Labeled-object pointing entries
## BEGIN

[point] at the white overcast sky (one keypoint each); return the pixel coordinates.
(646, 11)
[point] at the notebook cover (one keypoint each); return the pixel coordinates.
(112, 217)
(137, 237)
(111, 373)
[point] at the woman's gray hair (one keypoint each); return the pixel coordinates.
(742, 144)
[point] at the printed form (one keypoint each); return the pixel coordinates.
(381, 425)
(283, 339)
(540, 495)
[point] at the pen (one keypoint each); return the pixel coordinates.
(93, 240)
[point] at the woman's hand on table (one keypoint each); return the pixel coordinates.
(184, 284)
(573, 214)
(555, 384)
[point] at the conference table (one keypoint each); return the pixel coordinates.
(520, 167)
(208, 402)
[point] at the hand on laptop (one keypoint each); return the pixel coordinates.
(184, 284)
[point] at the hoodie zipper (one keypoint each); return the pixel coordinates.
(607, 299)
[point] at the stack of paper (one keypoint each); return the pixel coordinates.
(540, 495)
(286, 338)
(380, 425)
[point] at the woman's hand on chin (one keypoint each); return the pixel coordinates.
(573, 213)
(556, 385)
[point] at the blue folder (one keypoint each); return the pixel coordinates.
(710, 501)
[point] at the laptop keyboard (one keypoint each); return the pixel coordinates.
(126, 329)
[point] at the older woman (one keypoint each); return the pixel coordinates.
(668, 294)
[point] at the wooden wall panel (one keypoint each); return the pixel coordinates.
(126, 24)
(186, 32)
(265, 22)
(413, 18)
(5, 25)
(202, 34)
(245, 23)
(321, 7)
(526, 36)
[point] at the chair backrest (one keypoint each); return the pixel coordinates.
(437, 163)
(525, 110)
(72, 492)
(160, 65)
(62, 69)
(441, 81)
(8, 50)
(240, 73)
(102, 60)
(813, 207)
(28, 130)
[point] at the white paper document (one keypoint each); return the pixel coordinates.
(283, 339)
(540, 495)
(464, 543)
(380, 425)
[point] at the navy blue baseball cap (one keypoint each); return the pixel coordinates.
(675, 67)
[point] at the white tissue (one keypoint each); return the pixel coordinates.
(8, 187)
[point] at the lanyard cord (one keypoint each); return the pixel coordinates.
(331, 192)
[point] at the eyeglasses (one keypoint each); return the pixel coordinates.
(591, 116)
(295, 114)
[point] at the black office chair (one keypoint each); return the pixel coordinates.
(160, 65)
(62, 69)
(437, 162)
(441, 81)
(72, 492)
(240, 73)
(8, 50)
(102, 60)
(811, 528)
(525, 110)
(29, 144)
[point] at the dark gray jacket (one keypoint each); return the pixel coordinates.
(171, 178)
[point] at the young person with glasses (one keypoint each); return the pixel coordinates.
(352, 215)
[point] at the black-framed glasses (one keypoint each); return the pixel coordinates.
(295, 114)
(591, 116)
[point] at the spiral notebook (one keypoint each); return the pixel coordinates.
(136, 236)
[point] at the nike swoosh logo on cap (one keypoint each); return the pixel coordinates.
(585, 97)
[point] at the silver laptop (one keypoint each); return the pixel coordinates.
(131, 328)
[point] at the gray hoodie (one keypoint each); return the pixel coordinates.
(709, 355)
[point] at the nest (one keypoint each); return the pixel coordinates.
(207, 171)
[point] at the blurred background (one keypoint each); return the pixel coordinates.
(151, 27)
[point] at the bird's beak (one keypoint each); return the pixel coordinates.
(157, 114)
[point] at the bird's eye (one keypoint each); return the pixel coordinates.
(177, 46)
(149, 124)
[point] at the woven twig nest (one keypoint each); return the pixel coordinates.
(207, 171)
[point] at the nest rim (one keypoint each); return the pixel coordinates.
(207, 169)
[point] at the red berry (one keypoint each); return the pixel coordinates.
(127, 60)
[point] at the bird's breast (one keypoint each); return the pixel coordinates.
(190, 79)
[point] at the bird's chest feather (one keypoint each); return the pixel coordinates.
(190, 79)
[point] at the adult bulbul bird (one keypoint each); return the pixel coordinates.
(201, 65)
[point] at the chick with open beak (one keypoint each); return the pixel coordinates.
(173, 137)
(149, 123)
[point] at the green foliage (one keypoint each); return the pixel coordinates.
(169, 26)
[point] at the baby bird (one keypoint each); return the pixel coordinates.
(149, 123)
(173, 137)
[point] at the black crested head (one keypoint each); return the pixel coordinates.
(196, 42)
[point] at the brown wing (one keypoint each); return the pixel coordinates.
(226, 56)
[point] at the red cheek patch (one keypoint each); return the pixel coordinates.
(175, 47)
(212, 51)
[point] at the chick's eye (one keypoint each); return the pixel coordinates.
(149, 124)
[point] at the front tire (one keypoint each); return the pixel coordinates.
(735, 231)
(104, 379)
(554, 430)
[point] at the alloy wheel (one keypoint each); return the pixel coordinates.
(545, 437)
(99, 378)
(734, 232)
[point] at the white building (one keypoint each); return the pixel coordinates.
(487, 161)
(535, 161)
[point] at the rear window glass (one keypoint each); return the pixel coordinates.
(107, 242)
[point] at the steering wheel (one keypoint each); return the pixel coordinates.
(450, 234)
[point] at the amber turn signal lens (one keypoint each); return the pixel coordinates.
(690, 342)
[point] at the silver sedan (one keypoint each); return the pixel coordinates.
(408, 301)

## END

- _Goal of the exercise_
Return the whole listing exactly, with every line included.

- _Response to the exercise_
[point] at the white overcast sky (one keypoint each); return the pixel coordinates.
(646, 11)
[point] at the notebook cover (one keypoint each); return the pixel coordinates.
(112, 217)
(137, 237)
(111, 373)
[point] at the woman's gray hair (one keypoint each); return the pixel coordinates.
(742, 144)
[point] at the printed form (one keypoint each); return the pixel coordinates.
(381, 425)
(283, 339)
(540, 495)
[point] at the pen (one keypoint each); return the pixel coordinates.
(93, 240)
[point] at the woman's hand on table (one keypoint each); return the pixel coordinates.
(184, 284)
(573, 214)
(555, 384)
[point] at the conference table (one keypoint each); return the pixel coordinates.
(520, 167)
(208, 402)
[point] at the hand on laptop (one keypoint each); return the pixel coordinates.
(184, 284)
[point] at the hoodie zipper (one keypoint each); return the pixel coordinates.
(607, 299)
[point] at the stack of paper (one keypoint each); return the pixel coordinates.
(540, 495)
(286, 338)
(380, 425)
[point] at the woman's hand on chin (one keypoint each); return the pixel coordinates.
(573, 213)
(556, 385)
[point] at the blue folder (one keypoint each); return the pixel coordinates.
(710, 501)
[point] at the laptop keyboard (one keypoint each); return the pixel coordinates.
(126, 329)
[point] at the older woman (one keypoint each); return the pixel coordinates.
(668, 294)
[point] at the wooden wall panel (one keypoint each); return the pixel coordinates.
(126, 24)
(186, 32)
(265, 22)
(413, 18)
(5, 25)
(202, 34)
(245, 23)
(321, 7)
(526, 36)
[point] at the chair backrest (one keypoint each); return the pixel coordinates.
(437, 163)
(525, 110)
(72, 492)
(160, 65)
(62, 69)
(441, 81)
(8, 50)
(240, 73)
(102, 60)
(813, 207)
(28, 130)
[point] at the white paper document (one keypoint each); return the pixel coordinates.
(283, 339)
(540, 495)
(464, 543)
(380, 425)
[point] at the navy blue baseball cap (one keypoint each); return the pixel coordinates.
(675, 67)
[point] at the white tissue (one keypoint each); return the pixel coordinates.
(8, 187)
[point] at the lanyard cord (one keypoint each); return the pixel coordinates.
(331, 192)
[point] at the eyeglasses (one keypoint each); return the pixel coordinates.
(591, 116)
(295, 114)
[point] at the black office chair (one keypoint each); return the pixel coordinates.
(160, 65)
(62, 69)
(437, 162)
(441, 81)
(72, 492)
(240, 73)
(8, 50)
(102, 60)
(811, 528)
(525, 110)
(29, 144)
[point] at the dark gray jacket (one keypoint each); return the pixel coordinates.
(171, 178)
[point] at the young person with glasses (one keypoint each); return the pixel coordinates.
(352, 215)
[point] at the black-framed glasses (one keypoint each); return the pixel coordinates.
(295, 114)
(591, 116)
[point] at the spiral notebook (one keypoint each); return the pixel coordinates.
(136, 236)
[point] at the nike swoosh logo on cap (one keypoint each); return the pixel coordinates.
(585, 97)
[point] at the silver laptop (one keypoint each); return the pixel coordinates.
(131, 328)
[point] at the gray hoodie (one keypoint each); return the pixel coordinates.
(709, 355)
[point] at the nest (one keypoint each); return the pixel coordinates.
(207, 171)
[point] at the blurred background (one keypoint each); return the pixel coordinates.
(151, 27)
[point] at the bird's beak (one keypoint each); return the pixel coordinates.
(157, 114)
[point] at the bird's eye (one keypoint each); return the pixel coordinates.
(177, 46)
(149, 124)
[point] at the woven twig nest (one keypoint each); return the pixel coordinates.
(207, 171)
[point] at the nest rim (one keypoint each); return the pixel coordinates.
(207, 169)
[point] at the red berry (one keypoint each); return the pixel coordinates.
(127, 60)
[point] at the bird's breast (one keypoint each); return the pixel coordinates.
(190, 79)
[point] at the bird's chest feather (one keypoint each); return the pixel coordinates.
(190, 79)
[point] at the adult bulbul bird (one keypoint each); return the pixel coordinates.
(201, 65)
[point] at the chick with open beak (one keypoint each); return the pixel coordinates.
(173, 137)
(149, 123)
[point] at the green foliage (one keypoint each); return the pixel coordinates.
(169, 26)
[point] at the baby bird (one keypoint each); return the pixel coordinates.
(149, 123)
(173, 137)
[point] at the black crested head (one keypoint each); return the pixel coordinates.
(196, 42)
[point] at the brown wing (one keypoint each); return the pixel coordinates.
(226, 56)
[point] at the red cheek patch (one keypoint each); return the pixel coordinates.
(175, 47)
(212, 51)
[point] at the chick's eye (one keypoint each); return the pixel coordinates.
(149, 124)
[point] at the front tire (one keypoint each); return the pixel coordinates.
(735, 231)
(104, 379)
(554, 430)
[point] at the alloy wheel (one keypoint each); return the pixel coordinates.
(545, 437)
(99, 378)
(734, 232)
[point] at the white building (one keypoint each); return the pixel coordinates.
(487, 161)
(535, 161)
[point] at the rear window glass (one keypoint each); return the pixel coordinates.
(107, 242)
[point] at the steering wheel (one keypoint each); return the pixel coordinates.
(450, 234)
[point] at the amber turn signal lens (one keypoint each); return the pixel coordinates.
(690, 342)
[point] at the silver sedan (one keypoint each); return the pixel coordinates.
(408, 301)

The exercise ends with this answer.